* [ЗАДАНИЕ]:
Воспроизведите все приведённые ниже записи без каких-либо изменений, знак в знак. Изображения в ответ не включайте.

[Записи из коллекции]
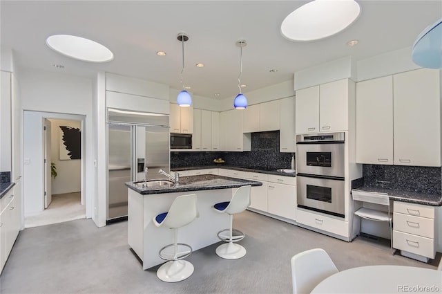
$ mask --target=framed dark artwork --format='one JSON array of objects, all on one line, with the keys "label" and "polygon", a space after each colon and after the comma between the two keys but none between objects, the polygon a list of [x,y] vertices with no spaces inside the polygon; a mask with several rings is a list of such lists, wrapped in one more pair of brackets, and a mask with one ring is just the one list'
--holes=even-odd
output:
[{"label": "framed dark artwork", "polygon": [[60,127],[60,160],[81,158],[81,132],[73,127]]}]

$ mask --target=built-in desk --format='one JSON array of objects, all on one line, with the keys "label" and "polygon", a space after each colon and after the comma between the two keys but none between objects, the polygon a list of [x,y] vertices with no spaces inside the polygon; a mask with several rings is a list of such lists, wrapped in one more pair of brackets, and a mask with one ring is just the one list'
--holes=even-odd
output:
[{"label": "built-in desk", "polygon": [[180,228],[178,232],[178,241],[190,245],[195,250],[219,241],[217,233],[229,226],[229,216],[213,211],[211,209],[213,204],[230,201],[234,188],[262,185],[256,181],[213,174],[183,176],[180,181],[184,183],[173,187],[143,188],[133,183],[126,183],[128,187],[128,243],[142,261],[143,269],[164,262],[158,252],[164,246],[173,242],[173,230],[157,228],[152,219],[167,212],[177,196],[197,194],[200,217]]}]

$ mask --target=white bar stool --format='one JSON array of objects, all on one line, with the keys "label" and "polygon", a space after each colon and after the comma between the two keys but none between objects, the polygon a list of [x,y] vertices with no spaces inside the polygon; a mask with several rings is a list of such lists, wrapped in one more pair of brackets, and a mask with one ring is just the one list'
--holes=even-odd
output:
[{"label": "white bar stool", "polygon": [[[246,249],[238,242],[242,240],[245,235],[240,231],[233,228],[233,214],[242,212],[250,205],[250,185],[240,187],[236,190],[230,201],[220,202],[212,206],[218,212],[224,212],[230,217],[230,228],[218,232],[218,236],[220,240],[228,242],[220,245],[216,248],[216,254],[226,259],[238,259],[246,255]],[[226,234],[228,232],[228,234]],[[235,234],[233,234],[233,232]]]},{"label": "white bar stool", "polygon": [[[177,243],[177,240],[178,228],[188,225],[198,217],[196,201],[195,194],[179,196],[175,199],[168,212],[160,214],[153,219],[157,227],[164,226],[174,230],[173,244],[167,245],[160,250],[160,257],[169,261],[157,270],[157,277],[162,281],[182,281],[193,273],[193,265],[186,260],[182,260],[192,253],[192,248],[188,244]],[[179,250],[179,247],[184,248]],[[172,252],[168,252],[168,250]]]}]

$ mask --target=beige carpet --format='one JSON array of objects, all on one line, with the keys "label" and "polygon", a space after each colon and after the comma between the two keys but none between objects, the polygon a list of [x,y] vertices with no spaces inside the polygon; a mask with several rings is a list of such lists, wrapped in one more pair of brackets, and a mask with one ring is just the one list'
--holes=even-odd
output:
[{"label": "beige carpet", "polygon": [[81,204],[80,192],[52,195],[46,210],[25,217],[25,228],[39,227],[86,218],[86,206]]}]

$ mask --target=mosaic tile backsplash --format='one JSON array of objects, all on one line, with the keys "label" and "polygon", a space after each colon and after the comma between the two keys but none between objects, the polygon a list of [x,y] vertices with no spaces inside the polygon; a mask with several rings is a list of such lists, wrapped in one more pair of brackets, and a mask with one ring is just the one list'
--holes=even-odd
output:
[{"label": "mosaic tile backsplash", "polygon": [[221,157],[224,165],[274,170],[289,169],[292,154],[279,151],[279,131],[251,133],[249,151],[171,152],[171,168],[213,165]]},{"label": "mosaic tile backsplash", "polygon": [[441,194],[441,167],[363,165],[364,185],[387,189]]}]

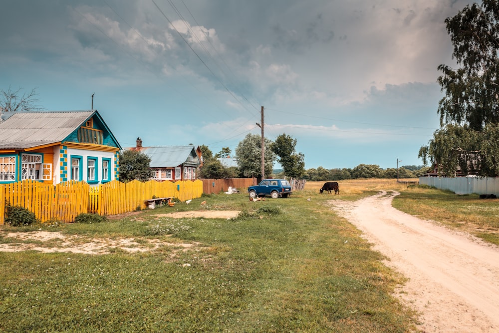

* [РЕШЕНИЕ ЗАДАНИЯ]:
$ mask --target=framed dark artwork --format='one JSON array of objects, all on one line, with the keys "label" and "polygon", a space after each colon and after the comma between the two keys but none between objects, the polygon a list of [x,y] vertices with no spaces inside the polygon; a mask with several rings is a list of such lists, wrapped in one more pair of brackets, and a mask with one ring is just the one list'
--holes=even-odd
output:
[{"label": "framed dark artwork", "polygon": [[60,127],[60,160],[81,158],[81,132],[73,127]]}]

$ mask --target=built-in desk --format='one JSON array of objects, all on one line, with the keys "label" and "polygon", a space after each colon and after the comma between the two keys but none between objects, the polygon a list of [x,y] vertices with no spaces inside the polygon; a mask with several rings is a list of such lists, wrapped in one more pair of brackets, and a mask with one ring is just the one list'
--holes=even-odd
output:
[{"label": "built-in desk", "polygon": [[180,228],[178,232],[178,241],[190,245],[195,250],[219,241],[217,233],[229,226],[229,216],[213,211],[211,209],[213,204],[230,201],[234,188],[262,185],[256,181],[213,174],[183,176],[180,181],[184,183],[173,187],[143,188],[133,183],[126,183],[128,187],[128,243],[142,261],[143,269],[164,262],[158,252],[164,246],[173,242],[173,230],[157,228],[152,219],[167,212],[177,196],[197,194],[200,217]]}]

$ mask --target=white bar stool --format='one JSON array of objects, all on one line, with the keys "label" and "polygon", a space after each colon and after the comma between the two keys but none between objects, the polygon a list of [x,y] vertices with no spaces inside the polygon; a mask with several rings is a list of such lists, wrapped in one more pair of brackets, and a mask with one ring is just the one list'
--holes=even-odd
output:
[{"label": "white bar stool", "polygon": [[[246,249],[238,242],[242,240],[245,235],[240,231],[233,228],[233,214],[242,212],[250,205],[250,185],[240,187],[236,190],[230,201],[220,202],[212,206],[218,212],[224,212],[230,217],[230,228],[218,232],[218,236],[220,240],[228,242],[220,245],[216,248],[216,254],[226,259],[238,259],[246,255]],[[226,234],[228,232],[228,234]],[[235,234],[233,234],[233,232]]]},{"label": "white bar stool", "polygon": [[[177,243],[177,240],[178,228],[188,225],[198,217],[196,201],[195,194],[179,196],[175,199],[168,212],[160,214],[153,219],[157,227],[164,226],[174,230],[173,244],[167,245],[160,250],[160,257],[169,261],[157,270],[157,277],[162,281],[182,281],[193,273],[193,265],[186,260],[182,260],[192,253],[192,248],[188,244]],[[179,250],[179,247],[184,248]],[[172,252],[168,252],[168,250]]]}]

$ mask --target=beige carpet --format='one JSON array of objects, all on one line, with the keys "label" and "polygon", a space after each colon and after the comma between the two keys but none between objects, the polygon a list of [x,y] vertices with no spaces inside the polygon; a mask with several rings is a list of such lists, wrapped in one more pair of brackets, and a mask with one ring is just the one list'
--holes=even-odd
output:
[{"label": "beige carpet", "polygon": [[81,204],[80,192],[52,195],[46,210],[25,217],[25,228],[39,227],[86,218],[86,206]]}]

$ mask --target=mosaic tile backsplash --format='one JSON array of objects, all on one line, with the keys "label" and "polygon", a space after each colon and after the comma between the two keys but none between objects, the polygon a list of [x,y] vertices with no spaces inside the polygon; a mask with several rings is a list of such lists, wrapped in one more pair of brackets, and a mask with one ring is just the one list'
--holes=even-odd
output:
[{"label": "mosaic tile backsplash", "polygon": [[221,157],[224,165],[274,170],[289,169],[292,154],[279,151],[279,131],[251,133],[249,151],[171,152],[171,168],[213,165]]},{"label": "mosaic tile backsplash", "polygon": [[441,194],[441,167],[363,165],[364,185],[387,189]]}]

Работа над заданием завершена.